EXERCISE DIRECTIONS: Can you carry on the guide to Christmas markets below from its last line, the Vienna heading?

EXTRACT PROVIDED START

Pardubice (Dec 6 to 14 and 20 to 21)
In December, the precious Pernštýn square in Pardubice will fill with sound of music. Local children’s choirs will start, followed by folk, country and brass bands. On Dec. 10. At 18:00, you can sing Christmas carols on the square. There will be a merry-go-round and a children’s train, along with a nativity scene with live animals and stands full of pretty traditional items, of course.
Rožnov pod Radhoštem (Dec 7 to 16)
Live a real Czech country Christmas market in the Wallachian folk museum. All of the museum’s employees will become housekeepers, craftsmen or parts of the Mikuláš and Čert duo. The houses will be decked out in Christmas style and in each you can try out a different activity such as chocolate or candle making, baking Christmas cakes or making decorations out of paper or straw. The traditional Christmas market starts on Dec. 13.
Loket (Dec 7 and 8)
On Dec. 7 the square below the ancient castle of Loket will come alive with a real medieval Christmas crafts market. Permeated by the smell of mulled wine and mead, there will be caroling, a play about the birth of our Lord, a great koláč tournament and a fencing school for the kids while parents look on with a glass of mulled alcohol of their choice. And you need not fear the cold: warm up by the fire in the Knight’s Hall tavern.
Mnichovo Hradiště (Dec 13)
Experience Christmas with a Rococo flair in the charming baroque town of Mnichovo Hradiště on Saturday, Dec. 13. In addition to a traditional Christmas festivities, there will be carriage rides and a living nativity scene, just like in the times of the great general Wallenstein.
Karlštejn Castle (Dec 21 to 24)
On November 30, the battlements of the Karlštejn Castle will resound to the music of the Advent concert, as groups of musicians and dancers fill the square. On Dec. 21 a historical fair with toys, wooden swords, jewelry and other gifts will ensue in the square. Wash down Christmas treats with Karlštejn wine visit the exhibition of nativity scenes in the Bethlehem Museum, with mechanical nativity scenes and the Karlštejn royal Nativity with figures of the ten most important Czech rulers. The climax of the day will be the Czech Christmas Mass by Jan Jakub Ryba in the Knights Hall at 17:00.
Vienna (Nov. 13 to Jan. 6)

EXTRACT PROVIDED END
SUPPLIED RECORDS START

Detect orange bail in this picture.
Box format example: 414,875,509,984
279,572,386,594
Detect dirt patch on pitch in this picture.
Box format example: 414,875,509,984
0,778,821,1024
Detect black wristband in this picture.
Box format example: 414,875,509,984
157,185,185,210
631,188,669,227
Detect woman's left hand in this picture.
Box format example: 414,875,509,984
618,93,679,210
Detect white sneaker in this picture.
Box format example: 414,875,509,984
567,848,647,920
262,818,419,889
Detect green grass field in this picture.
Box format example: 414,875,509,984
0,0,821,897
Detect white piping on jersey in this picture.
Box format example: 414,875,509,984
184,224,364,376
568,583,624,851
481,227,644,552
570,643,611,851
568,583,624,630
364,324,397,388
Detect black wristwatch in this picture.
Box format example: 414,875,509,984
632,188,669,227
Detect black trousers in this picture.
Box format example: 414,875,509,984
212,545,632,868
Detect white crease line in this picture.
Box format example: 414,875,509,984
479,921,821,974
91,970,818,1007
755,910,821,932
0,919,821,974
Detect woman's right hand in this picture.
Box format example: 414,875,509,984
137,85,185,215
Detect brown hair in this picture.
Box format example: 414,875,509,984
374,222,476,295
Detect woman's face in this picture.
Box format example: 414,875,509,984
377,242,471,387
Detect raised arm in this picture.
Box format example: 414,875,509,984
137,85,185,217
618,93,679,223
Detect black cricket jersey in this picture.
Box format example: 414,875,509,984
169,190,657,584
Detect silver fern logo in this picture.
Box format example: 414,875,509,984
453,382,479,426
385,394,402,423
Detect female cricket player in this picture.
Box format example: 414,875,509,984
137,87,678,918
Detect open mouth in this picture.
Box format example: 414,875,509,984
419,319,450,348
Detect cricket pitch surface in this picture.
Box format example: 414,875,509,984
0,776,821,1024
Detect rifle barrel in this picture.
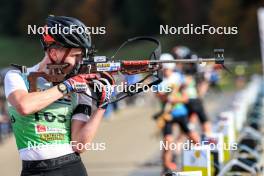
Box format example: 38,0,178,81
150,58,218,63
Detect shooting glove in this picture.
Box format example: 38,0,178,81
63,74,98,93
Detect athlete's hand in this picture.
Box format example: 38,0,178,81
63,74,98,93
91,73,115,108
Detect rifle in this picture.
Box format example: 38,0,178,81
12,36,224,106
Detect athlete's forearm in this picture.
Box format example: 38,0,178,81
72,108,105,153
8,87,63,115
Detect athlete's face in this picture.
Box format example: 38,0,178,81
50,48,83,73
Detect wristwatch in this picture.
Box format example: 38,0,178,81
57,83,68,95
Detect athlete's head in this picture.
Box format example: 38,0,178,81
160,53,176,77
41,16,91,71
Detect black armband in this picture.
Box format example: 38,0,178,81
73,104,92,116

SUPPLIED RECORDS END

TASK RESPONSE:
The first recorded Christmas market, the Vienna Dezembermarkt, took place here in 1294 and the Viennese have been careful not to let the tradition die out. From November to January, the city is host to not one but eight Christmas markets, including the gaily lit Enchanted Park in the Rathauspark next to the Town Hall, Christmas Village in the Maria-Therezia Platz and the Artisan Market in front of the Schonbrunn Palace, the nostalgic Old Vienna Market in the beautiful Freyung Square.
Bratislava (Nov. 20 to Dec. 22)
Although Bratislava’s Old Town is tiny compared to Prague’s, the city makes full use of it come Christmastime, with over 100 stalls filling the Franziskan Square. You can buy all kinds of traditional Slovak gifts like beeswax candles, carved wood and heavy sheepskin coats while fortifying yourself with traditional food like cabbage soup and bread with lard and cracklings. There will be daily concerts, folk dances and performances for children and adults alike.
Dresden and Nuremberg (Nov. 26 to Dec. 24)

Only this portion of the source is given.